Task description = Copy all of the material below, swapping every "drop a marker" for "place a pin" and changing nothing else. Omit the pictures from your copy.

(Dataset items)
• • • • • • •
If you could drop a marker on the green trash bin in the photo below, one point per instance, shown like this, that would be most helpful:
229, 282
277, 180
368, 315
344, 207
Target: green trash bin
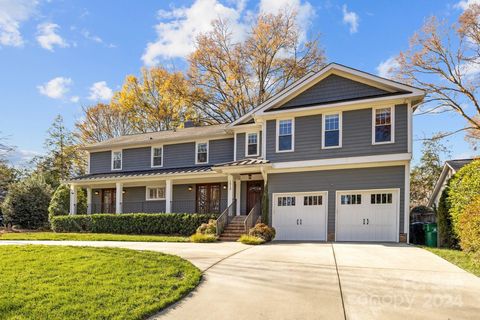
430, 234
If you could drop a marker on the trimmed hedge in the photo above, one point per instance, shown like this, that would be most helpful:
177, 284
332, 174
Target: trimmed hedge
132, 223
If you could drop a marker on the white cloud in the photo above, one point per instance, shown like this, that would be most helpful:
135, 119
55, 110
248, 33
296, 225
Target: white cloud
56, 88
100, 91
350, 18
12, 14
464, 4
180, 26
48, 37
385, 68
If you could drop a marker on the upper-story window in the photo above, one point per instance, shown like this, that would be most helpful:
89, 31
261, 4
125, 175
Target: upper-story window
332, 130
252, 144
201, 152
383, 125
157, 156
117, 160
285, 135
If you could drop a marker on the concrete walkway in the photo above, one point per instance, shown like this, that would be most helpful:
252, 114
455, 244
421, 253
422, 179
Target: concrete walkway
316, 281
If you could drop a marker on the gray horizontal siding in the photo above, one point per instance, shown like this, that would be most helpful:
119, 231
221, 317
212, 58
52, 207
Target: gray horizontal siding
174, 156
356, 140
241, 146
336, 180
333, 88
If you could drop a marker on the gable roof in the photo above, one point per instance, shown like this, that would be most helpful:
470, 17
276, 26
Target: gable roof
191, 133
385, 89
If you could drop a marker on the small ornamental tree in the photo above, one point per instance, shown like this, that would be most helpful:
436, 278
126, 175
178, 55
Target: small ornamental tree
464, 187
26, 204
60, 203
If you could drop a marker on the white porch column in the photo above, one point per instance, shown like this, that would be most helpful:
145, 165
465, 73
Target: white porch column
238, 194
168, 195
119, 197
89, 200
230, 189
73, 199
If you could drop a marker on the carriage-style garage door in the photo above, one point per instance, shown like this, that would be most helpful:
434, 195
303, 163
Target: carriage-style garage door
300, 216
367, 215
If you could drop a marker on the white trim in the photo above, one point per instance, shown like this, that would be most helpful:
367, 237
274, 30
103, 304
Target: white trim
311, 78
246, 144
340, 129
121, 159
325, 201
343, 161
147, 193
151, 156
397, 214
392, 124
406, 201
277, 136
196, 151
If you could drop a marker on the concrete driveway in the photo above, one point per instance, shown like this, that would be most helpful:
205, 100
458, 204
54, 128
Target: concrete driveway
316, 281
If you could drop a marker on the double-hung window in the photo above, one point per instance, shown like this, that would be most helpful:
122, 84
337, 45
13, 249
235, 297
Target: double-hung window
155, 193
285, 135
201, 153
117, 160
332, 130
252, 144
157, 156
383, 128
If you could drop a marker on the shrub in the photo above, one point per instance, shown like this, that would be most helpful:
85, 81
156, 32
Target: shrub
201, 238
60, 203
469, 227
132, 223
26, 204
261, 230
248, 239
464, 187
208, 228
446, 235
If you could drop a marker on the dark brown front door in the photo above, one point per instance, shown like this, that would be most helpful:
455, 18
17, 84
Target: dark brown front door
254, 193
108, 200
208, 198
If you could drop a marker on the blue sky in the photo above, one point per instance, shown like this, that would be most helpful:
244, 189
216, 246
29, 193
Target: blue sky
59, 55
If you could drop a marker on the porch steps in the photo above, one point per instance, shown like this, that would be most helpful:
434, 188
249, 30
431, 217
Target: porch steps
234, 229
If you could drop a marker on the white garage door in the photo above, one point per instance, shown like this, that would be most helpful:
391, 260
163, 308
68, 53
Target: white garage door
367, 215
300, 216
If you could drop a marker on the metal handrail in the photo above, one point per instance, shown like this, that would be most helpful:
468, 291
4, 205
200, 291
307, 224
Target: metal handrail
252, 217
227, 215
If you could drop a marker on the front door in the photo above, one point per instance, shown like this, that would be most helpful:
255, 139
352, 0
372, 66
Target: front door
208, 198
108, 200
254, 194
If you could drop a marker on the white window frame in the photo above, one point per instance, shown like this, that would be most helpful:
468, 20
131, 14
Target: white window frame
151, 156
340, 129
121, 159
196, 151
147, 193
278, 135
246, 143
392, 124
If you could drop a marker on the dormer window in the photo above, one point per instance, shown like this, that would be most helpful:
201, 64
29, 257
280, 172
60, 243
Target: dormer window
383, 125
157, 156
201, 153
117, 160
252, 144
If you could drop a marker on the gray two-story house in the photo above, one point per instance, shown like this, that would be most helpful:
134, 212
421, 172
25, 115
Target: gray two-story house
332, 150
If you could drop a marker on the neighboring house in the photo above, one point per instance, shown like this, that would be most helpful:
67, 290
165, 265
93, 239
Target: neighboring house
333, 150
449, 169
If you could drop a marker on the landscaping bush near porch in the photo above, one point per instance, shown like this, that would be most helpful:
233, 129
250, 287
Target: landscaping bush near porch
135, 223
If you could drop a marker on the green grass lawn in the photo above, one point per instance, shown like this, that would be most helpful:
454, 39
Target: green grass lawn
49, 282
89, 237
464, 260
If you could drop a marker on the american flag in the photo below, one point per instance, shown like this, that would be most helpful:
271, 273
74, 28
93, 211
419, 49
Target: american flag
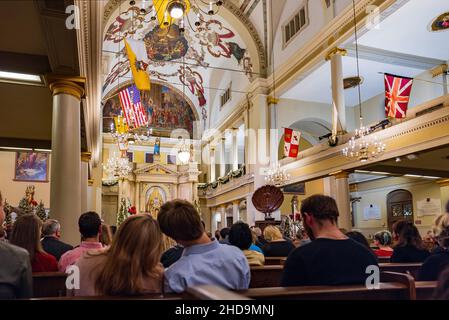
• • • • • • •
Solution for this exercise =
If you could place a pin on the green trash bin in the photo below, one point per instance, shown like this, that would be most helpful:
229, 282
277, 180
368, 315
344, 207
Target: green trash bin
430, 234
If you could place a pin on the trimmed hedge in the photo above, one point per instance, shown like this, that would be most helpful:
177, 284
332, 174
Target: trimmed hedge
132, 223
If you could place a pin on the white cloud in the photo above, one point per instance, shown like this, that would be most helpful:
135, 119
55, 110
248, 33
296, 225
Target: white cloud
56, 88
100, 91
350, 18
12, 14
464, 4
180, 26
48, 37
385, 68
If you could place a pin on the upper-story window in the photo above, one point per instance, shown like this, that would be most helpful:
89, 31
261, 4
125, 175
Target: upper-story window
332, 130
252, 144
201, 152
383, 125
157, 156
117, 160
285, 135
If you could place a pin on the concrete walkway in the photo above, one point per instance, shown like this, that would be most helpful:
252, 114
455, 244
421, 253
422, 179
Target: concrete walkway
316, 281
If you could place a pin on the gray horizontal siding in the photo above, one point per instance, shown like this, that would be most helpful:
119, 231
221, 317
212, 58
52, 207
Target: gray horizontal siding
174, 156
356, 140
241, 146
336, 180
333, 88
If you could place a pin on the gable roof in the photo above, one point per instance, shown like this, that would be most helpful:
470, 17
276, 26
Target: gable roof
191, 133
385, 89
If you could place a pin on the small ornamental tree in the photo above, one point per instance, shown like this, that would be most helpful:
436, 278
126, 175
178, 55
Target: small ornamental tree
464, 187
26, 204
60, 203
If you could place a pin on the white porch column in the photo above, one point per instance, shown like this, that would be most helpful:
145, 165
465, 73
Target: white porch column
238, 194
168, 195
119, 197
89, 200
230, 189
73, 199
If you could place a pin on the carriage-style garage door in the photo above, one point per instance, shown like this, that would be most helpful:
434, 195
303, 163
Target: carriage-style garage door
300, 216
367, 215
If you could place a pin on the white trim in the photo above, one point per instance, shown like this, that would be most helpful:
367, 237
274, 30
103, 304
Target: white trim
311, 78
246, 144
340, 129
121, 159
325, 201
343, 161
147, 193
151, 156
397, 214
392, 124
406, 201
277, 136
196, 151
If you could place a pin on the concrete driveway in the photo above, one point per instance, shown like this, that would be most helpful:
205, 100
458, 204
54, 128
Target: concrete driveway
316, 281
If you could place a pin on the double-hung window in the photo above, one point per instance, shown like this, that would be most helpful:
122, 84
337, 45
13, 249
235, 297
Target: double-hung window
155, 193
285, 135
201, 153
117, 160
332, 130
252, 144
157, 156
383, 128
If you could place a pin on the shrub in the photo above, one point per instance, shown like this, that would be most helpful:
85, 81
156, 32
Target: shrub
201, 238
60, 203
469, 227
132, 223
26, 204
261, 230
248, 239
464, 187
208, 228
446, 235
If you could place a pin on the dark brown front door in the photo above, one point per instance, shown like this, that would be most helpful:
455, 18
17, 84
Target: dark brown front door
254, 193
108, 200
208, 198
If you could place a pin on the blue sky in the photo above, one point per instance, shown like this, that would be most helpful:
244, 189
216, 246
29, 193
Target: blue sky
59, 55
If you could place a pin on the porch steps in the photo above, one point per instance, shown like this, that would be most helpful:
434, 188
249, 30
431, 217
Target: porch steps
234, 229
If you could place a pin on the white garage door in the photo above, one point per instance, shown like this, that would be most helpful:
391, 260
163, 308
68, 53
Target: white garage door
367, 215
300, 216
If you could place a pin on the metal handrail in the photo above, one point per instance, shown like this, that would be most helpful:
468, 291
4, 205
200, 291
307, 224
Target: metal handrail
252, 217
227, 215
If you could place a pin on the front door in the photo above, one point per instance, shown like this, that would be most helpful:
255, 139
352, 0
372, 66
Target: front door
208, 198
108, 200
254, 194
If you could place a pin on the white window frame in the photo above, one point per instance, shown like this, that would be most helpful:
468, 20
131, 14
Target: white window frame
151, 156
340, 129
121, 159
196, 151
147, 193
278, 135
246, 143
392, 124
If you could place a pin on the dormer window in the photo above, one point per instance, shown like this, that would be most helpful:
201, 64
29, 257
280, 172
60, 243
Target: dormer window
383, 125
157, 156
201, 153
117, 160
252, 144
If you could place a pin on the gray two-story house in the photo above, one point per instance, shown like this, that would be most helpful:
134, 212
421, 172
25, 115
Target: gray two-story house
332, 150
If you could place a pin on the neighboring house in the photo above, one point per instance, shown like this, that would be most helpful:
67, 290
165, 265
93, 239
Target: neighboring house
333, 150
449, 169
If you could place a pin on the landscaping bush near porch in the photo above, one point per instance, shown like this, that would be most helpful:
233, 129
250, 287
Target: landscaping bush near porch
135, 223
If you could place a pin on the green grass lawn in the photo above, one point per instance, shown like this, that would be most helpful:
454, 39
Target: green grass lawn
49, 282
89, 237
464, 260
If you could place a pin on the american flag in the photo below, one point per instance, shown like this, that would be most helpful:
271, 273
74, 28
93, 211
419, 49
Target: american flag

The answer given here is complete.